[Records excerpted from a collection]

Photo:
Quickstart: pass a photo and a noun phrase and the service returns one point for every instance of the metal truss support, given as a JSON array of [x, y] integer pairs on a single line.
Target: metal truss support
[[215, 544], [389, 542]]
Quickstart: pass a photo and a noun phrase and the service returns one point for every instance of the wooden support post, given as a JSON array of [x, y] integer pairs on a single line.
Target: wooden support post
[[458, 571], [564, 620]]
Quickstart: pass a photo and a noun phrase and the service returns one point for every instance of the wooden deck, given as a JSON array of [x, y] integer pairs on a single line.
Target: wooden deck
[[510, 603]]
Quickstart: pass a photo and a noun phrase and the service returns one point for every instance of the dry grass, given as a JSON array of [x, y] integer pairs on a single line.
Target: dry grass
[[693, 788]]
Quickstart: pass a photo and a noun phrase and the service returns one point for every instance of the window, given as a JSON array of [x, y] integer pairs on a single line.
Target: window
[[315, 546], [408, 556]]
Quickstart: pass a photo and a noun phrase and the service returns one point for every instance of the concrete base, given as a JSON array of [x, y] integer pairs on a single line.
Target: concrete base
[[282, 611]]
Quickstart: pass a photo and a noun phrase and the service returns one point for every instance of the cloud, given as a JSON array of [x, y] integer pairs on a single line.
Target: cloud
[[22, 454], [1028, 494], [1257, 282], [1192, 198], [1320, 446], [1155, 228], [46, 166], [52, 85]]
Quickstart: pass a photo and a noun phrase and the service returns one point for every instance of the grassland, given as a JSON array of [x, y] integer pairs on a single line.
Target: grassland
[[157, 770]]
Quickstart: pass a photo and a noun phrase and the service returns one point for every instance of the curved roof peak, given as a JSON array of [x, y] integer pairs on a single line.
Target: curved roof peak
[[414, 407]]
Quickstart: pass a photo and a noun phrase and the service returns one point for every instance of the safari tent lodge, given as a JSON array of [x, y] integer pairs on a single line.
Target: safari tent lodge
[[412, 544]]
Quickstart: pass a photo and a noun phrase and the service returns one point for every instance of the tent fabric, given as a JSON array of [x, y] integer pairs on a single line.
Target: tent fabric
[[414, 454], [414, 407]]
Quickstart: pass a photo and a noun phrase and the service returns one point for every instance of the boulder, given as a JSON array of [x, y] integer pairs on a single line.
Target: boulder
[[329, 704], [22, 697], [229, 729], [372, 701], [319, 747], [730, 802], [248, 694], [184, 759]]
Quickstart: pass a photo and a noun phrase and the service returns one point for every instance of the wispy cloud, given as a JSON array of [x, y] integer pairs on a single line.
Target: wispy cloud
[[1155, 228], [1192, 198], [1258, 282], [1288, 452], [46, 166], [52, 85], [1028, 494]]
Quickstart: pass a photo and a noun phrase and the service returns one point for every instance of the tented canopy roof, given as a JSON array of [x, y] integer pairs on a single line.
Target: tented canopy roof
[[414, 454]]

### TASK DIRECTIONS:
Word for word, transcribe the data shown above.

### RESULT:
Photo:
Quickstart: pass a photo and a noun phrase and the service returns one point for every instance of the metal truss support, given as a JSON array of [x, y] integer pairs on a single line.
Target: metal truss support
[[215, 544], [389, 542]]
Quickstart: pass a photo and a noun phrase and the service returns one point for every instance of the wooden support post, given as a JSON array of [x, y] integer pairs on a single line.
Target: wooden support post
[[458, 571], [564, 620]]
Quickstart: pass a photo and a noun phrase and the service returns one point for every instance of the wooden deck, given as a JSON array of [x, y] integer pairs on a single line.
Target: wooden deck
[[510, 603]]
Quickstart: pass a photo and a noun phrase and the service returns one point for every instance of the dry grass, given as a JSON array of [x, y] integer pairs on a single line.
Target: dry grass
[[693, 788]]
Quickstart: pass a photo and a noun phrase and the service returns one point for every instance of the window, given as a JSON array of [x, y] integer pairs on a single line.
Target: window
[[315, 546], [408, 556]]
Quickstart: pass a photo and a noun phrase and the service returns one point for every instance of the concrete base, given as a JSON array of [x, y] integer pairs on a single line.
Target: concrete base
[[282, 611]]
Quickstart: pass a photo and a noun phrase and the service returns one point for every instance of the cloud, given as a JSON array of [x, y] integer pairs on a single line.
Target: cloud
[[22, 454], [1028, 494], [1257, 282], [1192, 198], [1320, 446], [1155, 228], [46, 166], [52, 85]]
Quickstart: pass a photo and a noun phrase and the service returns one point for every instance of the grassland, given as a JSON array of [x, y] integer pairs on a single line.
Target: grassland
[[157, 770]]
Quickstart: pass a photo and a noun phrase and the service returns one point for every instance of the curved roof peak, given as a JSON array of [x, y] integer pairs on a single line.
Target: curved roof peak
[[414, 407]]
Quickstart: pass a photo and a noun phrase and the service returns one point for every instance of the safari tent lodge, given as a JSON array of [x, y] integer pairs on a single line.
Target: safari tent lodge
[[412, 544]]
Quickstart: pass a photo and a noun phrase and the service returns one point for every instance of the tent fabric, given as a JSON array of [x, y] integer pairs on a single line.
Target: tent fabric
[[414, 454], [414, 407]]
Quickstart: pass a photo and a noun phrase and the service returns one point for every instance of the boulder, given as a JSON array of [x, y] integer pairs on a single line.
Target: boulder
[[329, 704], [22, 697], [229, 729], [372, 701], [319, 747], [730, 802], [248, 694], [184, 759]]
Quickstart: pass a photo and a noun phrase and the service returns one point for every instance of the wispy cloud, given as a JSON array of [x, y] integer pairs on a single line.
Target: wispy cloud
[[1155, 228], [1192, 198], [1258, 282], [1288, 452], [46, 166], [52, 85], [1028, 494]]
Quickstart: pass a photo and a noun phrase and the service returns one point for every instance of the tented canopy roof, given as a JSON array of [x, y] integer pairs on a single line.
Target: tented canopy roof
[[414, 454]]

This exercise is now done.